▶ _Aim 1_: Reproduce word for word the passage of the article on Vanguard and Fidelity starting at "(Reuters) John Bogle" and ending at "than two decades.".

▶ _Page excerpt_:
(Reuters) John Bogle has preached the virtues of low-cost indexing since the 1970s to investors willing to pay higher fees for big-name money managers at firms such as Fidelity Investments.
His persistence, which earned him the nickname “Saint Jack,” paid off this year when Vanguard Group Inc. unseated Fidelity as the largest U.S. mutual-fund company by assets, a distinction the Boston firm had held for more than two decades.
A decade bookended by bear markets has sapped U.S. investors’ faith in the ability of money managers to protect them from losses, spurring a rush into cheaper index funds pioneered by Vanguard. Bogle, 81, founded the Valley Forge, Pennsylvania-based firm in 1975 on the idea that most professionals can’t beat the market, so it’s not worth paying them to try. Edward “Ned” Johnson, 80, took over Fidelity two years later and built the family business by betting on star stock pickers such as Peter Lynch.
“It’s the triumph of indexing over active management,” Daniel Wiener, editor of Independent Adviser for Vanguard Investors, a New York-based newsletter, said in an interview. Index funds mimic the makeup of the market benchmarks they are designed to track, while active managers pick securities based on research.
Fidelity Magellan Fund, run by a prominent list of managers including Johnson, Lynch and Jeffrey Vinik, produced middle-of- the-pack returns in the past decade. Once the world’s largest mutual fund, Magellan is now one-fourth the size of the $87 billion Vanguard 500 Index Fund.
Attention to Costs
Vanguard has benefited as the stock market foundered, said Michael Miller, a managing director at the firm. The market in 2009 came through its first full decade of losses since the 1930s, and U.S. bond yields are near record lows this year.

▶ _Data provided_:
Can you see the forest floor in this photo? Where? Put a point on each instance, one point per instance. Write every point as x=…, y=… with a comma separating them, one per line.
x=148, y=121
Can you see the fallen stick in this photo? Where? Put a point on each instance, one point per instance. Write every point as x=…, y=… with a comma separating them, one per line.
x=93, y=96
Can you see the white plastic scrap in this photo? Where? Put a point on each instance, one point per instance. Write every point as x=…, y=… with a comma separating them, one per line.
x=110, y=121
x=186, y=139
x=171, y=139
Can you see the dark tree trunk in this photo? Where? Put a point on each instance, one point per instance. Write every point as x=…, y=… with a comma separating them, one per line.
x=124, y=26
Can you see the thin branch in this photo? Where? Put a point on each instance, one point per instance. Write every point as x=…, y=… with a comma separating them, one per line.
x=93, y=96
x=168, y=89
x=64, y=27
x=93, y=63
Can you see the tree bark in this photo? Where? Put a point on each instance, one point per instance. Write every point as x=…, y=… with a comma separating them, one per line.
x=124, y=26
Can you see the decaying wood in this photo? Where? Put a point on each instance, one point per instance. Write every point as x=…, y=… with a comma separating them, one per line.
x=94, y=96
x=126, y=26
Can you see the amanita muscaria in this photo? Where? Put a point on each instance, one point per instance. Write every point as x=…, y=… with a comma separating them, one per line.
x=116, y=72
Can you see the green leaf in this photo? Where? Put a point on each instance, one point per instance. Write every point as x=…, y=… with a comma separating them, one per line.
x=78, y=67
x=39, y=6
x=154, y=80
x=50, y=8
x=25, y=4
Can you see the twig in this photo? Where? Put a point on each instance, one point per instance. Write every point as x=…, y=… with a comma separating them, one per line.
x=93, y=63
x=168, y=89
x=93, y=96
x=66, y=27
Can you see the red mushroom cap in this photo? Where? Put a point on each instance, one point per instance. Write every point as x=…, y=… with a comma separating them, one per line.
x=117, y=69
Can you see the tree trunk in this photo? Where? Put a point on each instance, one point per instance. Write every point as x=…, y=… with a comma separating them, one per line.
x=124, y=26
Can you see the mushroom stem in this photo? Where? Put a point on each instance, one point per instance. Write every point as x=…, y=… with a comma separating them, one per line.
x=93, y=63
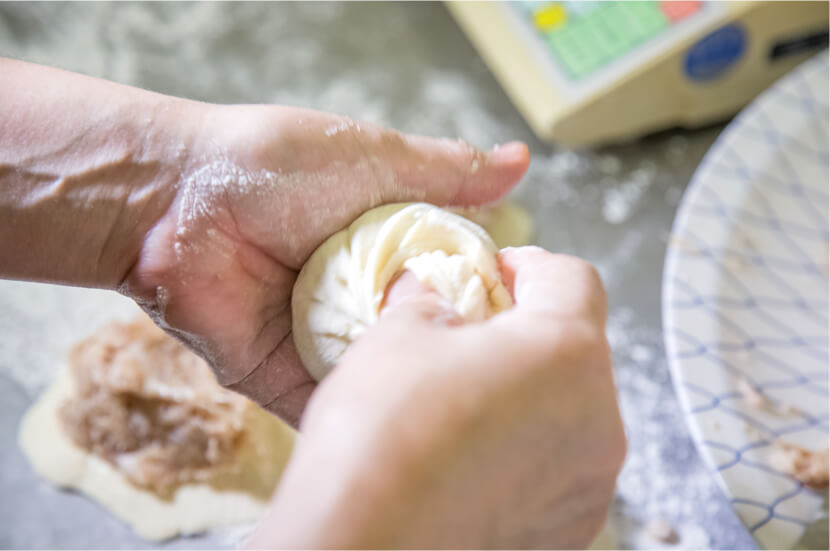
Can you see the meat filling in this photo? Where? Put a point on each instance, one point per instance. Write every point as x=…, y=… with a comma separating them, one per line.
x=151, y=408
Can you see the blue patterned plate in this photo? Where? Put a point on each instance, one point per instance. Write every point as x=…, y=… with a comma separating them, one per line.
x=745, y=302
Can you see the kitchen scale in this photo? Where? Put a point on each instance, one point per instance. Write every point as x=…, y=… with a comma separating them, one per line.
x=587, y=73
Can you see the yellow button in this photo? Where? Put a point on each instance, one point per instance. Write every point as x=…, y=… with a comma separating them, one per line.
x=550, y=17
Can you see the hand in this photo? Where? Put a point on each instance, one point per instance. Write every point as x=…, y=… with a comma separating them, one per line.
x=264, y=186
x=434, y=434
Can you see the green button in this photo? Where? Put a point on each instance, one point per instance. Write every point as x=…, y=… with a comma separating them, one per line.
x=645, y=18
x=577, y=56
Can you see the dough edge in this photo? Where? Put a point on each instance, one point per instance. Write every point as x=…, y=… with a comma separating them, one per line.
x=194, y=508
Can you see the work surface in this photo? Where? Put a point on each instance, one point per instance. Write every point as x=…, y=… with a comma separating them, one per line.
x=406, y=66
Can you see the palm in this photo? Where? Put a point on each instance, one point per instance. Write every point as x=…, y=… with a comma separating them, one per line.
x=218, y=270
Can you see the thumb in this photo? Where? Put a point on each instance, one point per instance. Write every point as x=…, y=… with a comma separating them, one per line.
x=410, y=301
x=452, y=172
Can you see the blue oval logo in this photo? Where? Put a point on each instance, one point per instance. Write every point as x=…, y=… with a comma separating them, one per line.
x=711, y=56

▶ _Aim 2_: Present the lines of the listing as a numbered list, starting at the line that contains "Can you see the fallen" and ending at the line that contains "x=171, y=139", with both of those lines included and blank lines omitted. Cover only that span.

▶ _Complete response 1_:
(Reuters) John Bogle has preached the virtues of low-cost indexing since the 1970s to investors willing to pay higher fees for big-name money managers at firms such as Fidelity Investments.
His persistence, which earned him the nickname “Saint Jack,” paid off this year when Vanguard Group Inc. unseated Fidelity as the largest U.S. mutual-fund company by assets, a distinction the Boston firm had held for more than two decades.

▶ _Complete response 2_:
1. Can you see the fallen stick in this photo? Where? Put a point on each instance, one point per instance. Write every point as x=…, y=… with a comma separating them, one per line.
2. x=93, y=96
3. Can you see the white plastic scrap in this photo? Where? Put a point on each instance, one point per instance. Write every point as x=…, y=… with a comma separating them, one per line.
4. x=110, y=121
5. x=186, y=139
6. x=171, y=139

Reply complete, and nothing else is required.